## BUT DE L'EXERCICE:
Prolongez l'article ci-dessous sur le folk américain face à Trump en reprenant juste après sa dernière phrase.

## EXTRAIT RETENU:
◇ ◇ ◇ ◇ ◇

De Woody Guthrie à Trump…
le folk américain n’est pas mort !
Etienne Bours
En 2020, le chanteur canadien Dan Mangan chantait « il y a une tumeur à la Maison Blanche ».
Aujourd’hui la tumeur est partie mais des métastases se sont répandues dans la société américaine et le nouveau président est certes plus sain mais ne sera pas celui qui sauvera la planète et donc peut-être l’humanité (et je n’ai pas envie de l’écrire dans l’autre sens).
Les chanteurs américains de tous styles ne se sont guère privés de critiques envers le président pathétique qui vient de quitter son poste à grand renfort de scènes dignes d’un enfant auquel on arrache son doudou. Rock, rap bien évidemment, métal, chanson et folksong … tout a été bon pour chanter le drame de cette Amérique qui s’était « trumpée ».
Parmi les chansons que l’on peut franchement rattacher au mouvement né dans les années 50 et 60 à New York, quelques-unes méritent qu’on s’y arrête et même qu’on y revienne comme on peut revenir sur certains titres de Phil Ochs, Tom Paxton, Richard Farina… ou, évidemment, les incontournables Guthrie et Seeger.
La plus étonnante de ces chansons nous ramène d’ailleurs directement à Woody Guthrie. Celui-ci loua, en 1950, un logement à Brooklyn et signa le bail avec le propriétaire qui répondait au nom de Fred Trump, alors papa d’un tout petit Donald.
Tout l’immeuble (baptisé Beach Haven) lui appartenait, il l’avait construit avec des aides fédérales et fut d’ailleurs soumis par après à diverses enquêtes parce qu’il aurait empoché un maximum grâce à quelques pratiques frauduleuses – étonnant non ? Plus étonnant encore : il ne louait qu’à des blancs ! Guthrie aurait dépeint l’immeuble comme une « ville Jim Crow » (Jim Crow étant le nom donné aux lois ségrégationnistes). Il restera deux ans dans cet appartement le quittant au moment où sa santé commença à se dégrader fortement. Mais Woody a toujours écrit énormément et le père Trump fut immortalisé dans ses notes, voire ses esquisses de chanson. Un professeur d’université du nom de Will Kaufman travaille manifestement depuis longtemps sur l’œuvre de Woody Guthrie et a découvert ses écrits en lien avec cette histoire de location d’immeuble.
Woody y parle du Old man Trump et de son racisme, de cette haine qu’il impose à ses 1800 familles de locataires ! Alors le chanteur Ryan Harvey a rencontré la fille de Woody, Nora, pour extraire ces quelques phrases des archives et écrire la chanson Old man Trump ; c’était en 2016 déjà.

◇ ◇ ◇ ◇ ◇

## ITEMS FOURNIS:
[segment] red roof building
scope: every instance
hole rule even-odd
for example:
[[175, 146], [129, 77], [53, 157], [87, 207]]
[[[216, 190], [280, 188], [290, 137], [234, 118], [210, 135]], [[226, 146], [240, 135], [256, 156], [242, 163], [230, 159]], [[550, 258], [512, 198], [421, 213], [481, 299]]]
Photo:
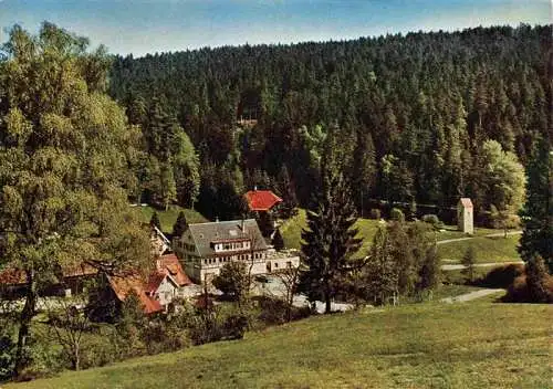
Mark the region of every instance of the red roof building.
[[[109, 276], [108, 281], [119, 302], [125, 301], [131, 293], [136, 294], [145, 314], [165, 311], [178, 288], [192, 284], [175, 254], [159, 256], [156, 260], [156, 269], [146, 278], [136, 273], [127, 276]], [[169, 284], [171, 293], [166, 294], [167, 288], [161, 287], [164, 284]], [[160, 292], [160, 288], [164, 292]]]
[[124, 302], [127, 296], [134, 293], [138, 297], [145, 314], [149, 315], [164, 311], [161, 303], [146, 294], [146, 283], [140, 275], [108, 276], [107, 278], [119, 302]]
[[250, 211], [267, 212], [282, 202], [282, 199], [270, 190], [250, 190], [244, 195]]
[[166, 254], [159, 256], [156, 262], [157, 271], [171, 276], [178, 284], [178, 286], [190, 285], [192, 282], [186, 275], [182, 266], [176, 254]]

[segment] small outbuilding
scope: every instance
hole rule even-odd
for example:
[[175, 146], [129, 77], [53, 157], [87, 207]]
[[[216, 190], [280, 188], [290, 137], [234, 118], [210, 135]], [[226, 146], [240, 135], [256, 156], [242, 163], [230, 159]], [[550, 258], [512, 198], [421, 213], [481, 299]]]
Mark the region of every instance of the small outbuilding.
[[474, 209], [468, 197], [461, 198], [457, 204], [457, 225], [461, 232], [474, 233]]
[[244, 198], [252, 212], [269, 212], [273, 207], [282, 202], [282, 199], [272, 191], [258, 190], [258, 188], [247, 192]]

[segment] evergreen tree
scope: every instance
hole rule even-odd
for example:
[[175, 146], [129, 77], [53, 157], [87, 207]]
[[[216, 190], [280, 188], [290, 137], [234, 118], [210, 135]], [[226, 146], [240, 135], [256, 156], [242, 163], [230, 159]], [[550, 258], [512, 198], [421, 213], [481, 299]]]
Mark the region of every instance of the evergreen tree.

◇ ◇ ◇ ◇ ◇

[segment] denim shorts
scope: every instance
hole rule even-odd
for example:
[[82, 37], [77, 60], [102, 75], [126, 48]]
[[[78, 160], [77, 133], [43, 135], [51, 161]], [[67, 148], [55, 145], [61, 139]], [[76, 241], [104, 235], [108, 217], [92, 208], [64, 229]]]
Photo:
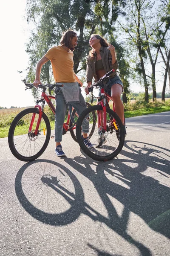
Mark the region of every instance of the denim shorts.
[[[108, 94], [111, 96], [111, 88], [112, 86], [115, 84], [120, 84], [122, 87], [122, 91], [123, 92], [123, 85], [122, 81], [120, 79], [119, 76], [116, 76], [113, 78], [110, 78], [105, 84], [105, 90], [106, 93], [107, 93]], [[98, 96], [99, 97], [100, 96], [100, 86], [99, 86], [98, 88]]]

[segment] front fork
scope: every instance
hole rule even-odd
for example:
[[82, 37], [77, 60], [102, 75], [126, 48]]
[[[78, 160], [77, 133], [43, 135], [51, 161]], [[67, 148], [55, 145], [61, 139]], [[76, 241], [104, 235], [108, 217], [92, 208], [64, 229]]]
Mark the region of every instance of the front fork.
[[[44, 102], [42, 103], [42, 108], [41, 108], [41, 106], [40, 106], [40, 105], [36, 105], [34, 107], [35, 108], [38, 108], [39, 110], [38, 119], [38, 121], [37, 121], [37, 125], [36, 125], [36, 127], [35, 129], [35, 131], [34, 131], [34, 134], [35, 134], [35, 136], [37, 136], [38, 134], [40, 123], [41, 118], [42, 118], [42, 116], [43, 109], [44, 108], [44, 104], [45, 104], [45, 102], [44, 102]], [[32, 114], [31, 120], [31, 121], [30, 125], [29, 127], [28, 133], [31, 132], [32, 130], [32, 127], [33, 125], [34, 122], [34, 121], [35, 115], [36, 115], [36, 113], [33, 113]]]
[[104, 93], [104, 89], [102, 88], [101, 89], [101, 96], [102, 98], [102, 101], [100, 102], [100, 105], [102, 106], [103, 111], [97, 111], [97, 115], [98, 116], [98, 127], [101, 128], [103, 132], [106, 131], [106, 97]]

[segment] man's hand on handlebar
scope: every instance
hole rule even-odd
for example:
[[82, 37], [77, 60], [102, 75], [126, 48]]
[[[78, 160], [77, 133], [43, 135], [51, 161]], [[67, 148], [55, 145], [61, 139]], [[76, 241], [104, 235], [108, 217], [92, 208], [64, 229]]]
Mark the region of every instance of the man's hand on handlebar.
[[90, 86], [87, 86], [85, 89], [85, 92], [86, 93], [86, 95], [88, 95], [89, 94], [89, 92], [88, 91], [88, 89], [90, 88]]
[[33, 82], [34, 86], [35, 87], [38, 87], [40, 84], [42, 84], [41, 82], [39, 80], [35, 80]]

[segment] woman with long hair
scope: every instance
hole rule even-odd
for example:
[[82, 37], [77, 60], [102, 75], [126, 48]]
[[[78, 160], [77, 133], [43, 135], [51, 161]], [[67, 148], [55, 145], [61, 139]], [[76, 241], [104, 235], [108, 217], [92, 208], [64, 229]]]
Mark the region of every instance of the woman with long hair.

◇ ◇ ◇ ◇ ◇

## RÉPONSE CI-DESSOUS:
I suppose that Old man Trump knows just how much racial hate
He stirred up in that bloodpot of human hearts
When he drawed that color line
Here at his Beach Haven family project
Beach Haven ain’t my home
No, I just can’t pay this rent
My money’s down the drain
And my soul is badly bent
Beach haven is Trump’s tower
Where no black folks come to roam
No, no, Old man trump
Old Beach Haven ain’t my home
Je suppose que le vieil homme Trump sait bien quelle quantité de haine raciale
Il a ranimée dans le flux sanguin des cœurs humains
Quand il a tiré cette ligne de couleur
Ici à Beach Haven son projet familial
Beach Haven n’est pas chez moi
Non, je ne peux même pas payer le loyer
Mon fric s’est volatilisé
Et mon esprit est méchamment esquinté
Beach Haven est la tour de Trump
Où aucun black ne vient se pointer
Non, non, vieil homme Trump
La vieille Beach Haven n’est pas ma maison
Ryan Harvey enregistra la chanson avec Tom Morello et Ani Di Franco, deux artistes très présents sur ce genre de répertoire. Et, comme le dit Harvey, « c’est une chanson d’actualité qui a été écrite il y a bien longtemps ». Le racisme fait partie des bagages du père et du fils Trump et aucun n’aurait pu rendre l’Amérique « great again ».
Quelques autres artistes nous ont laissé de beaux souvenirs de ces quatre ans de présidence. Je citais le Canadien Dan Mangan en début d’article. Le chanteur ne se considère pas comme un artiste qui attaque les causes politiques ou sociales de front, il les touche à distance. Mais là, dit-il, « il fallait que j’appelle un chat un chat ». Il écrit donc There is a tumor in the White House. Une chanson en forme de constat, assez triste en somme, qui répète qu’il n’est peut-être pas trop tard, que si on se sent mal il faut appeler son ami, son oncle ou sa vieille tante et qu’après tout ils ont peut-être les mêmes sentiments que nous…
Cause there's a tumor in the White House
There's a fascist at the bank
Flag wavers in the court house
Why do assholes get their way?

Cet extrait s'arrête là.